───── Supplied entries
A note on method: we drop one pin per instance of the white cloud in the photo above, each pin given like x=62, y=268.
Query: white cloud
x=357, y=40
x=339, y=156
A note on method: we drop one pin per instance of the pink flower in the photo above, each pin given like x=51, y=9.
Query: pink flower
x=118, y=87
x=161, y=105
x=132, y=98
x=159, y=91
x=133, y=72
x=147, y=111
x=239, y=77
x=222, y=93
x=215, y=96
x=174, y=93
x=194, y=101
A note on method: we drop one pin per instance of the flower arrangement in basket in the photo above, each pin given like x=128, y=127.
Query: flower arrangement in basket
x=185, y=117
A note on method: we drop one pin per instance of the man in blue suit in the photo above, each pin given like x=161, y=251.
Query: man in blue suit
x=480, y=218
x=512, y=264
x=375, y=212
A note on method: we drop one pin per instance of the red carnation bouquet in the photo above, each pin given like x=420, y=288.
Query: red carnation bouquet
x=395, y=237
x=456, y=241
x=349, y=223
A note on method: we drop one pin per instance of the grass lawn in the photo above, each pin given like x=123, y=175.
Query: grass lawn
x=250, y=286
──────────
**Problem:** Copy out every item above word for word, keeping each line unchanged and in its original order.

**The result:**
A note on method: we drop one pin per instance of the white cloud in the photo above, each pin given like x=62, y=268.
Query: white cloud
x=357, y=40
x=339, y=156
A note on method: we drop one pin per instance of the pink flower in the photo above, each pin given like x=51, y=9.
Query: pink flower
x=118, y=87
x=161, y=105
x=132, y=98
x=159, y=91
x=133, y=72
x=147, y=111
x=239, y=77
x=222, y=93
x=215, y=96
x=174, y=93
x=194, y=101
A note on method: we drop one pin per instance of the flower arrangement in basket in the photo above, each pin given like x=128, y=127.
Query: flower arrangement in basket
x=185, y=117
A note on method: we drop one pin per instance of the man in blue suit in the photo above, each pin given like x=161, y=251.
Query: man in blue suit
x=480, y=218
x=512, y=264
x=375, y=212
A note on method: we drop one pin per instance of the red carnation bouquet in the photo above, each pin given like x=420, y=288.
Query: red carnation bouquet
x=395, y=237
x=456, y=241
x=349, y=223
A note on method: we drop one pin per instance of the grass lawn in the photo above, each pin given like x=123, y=175.
Query: grass lawn
x=250, y=286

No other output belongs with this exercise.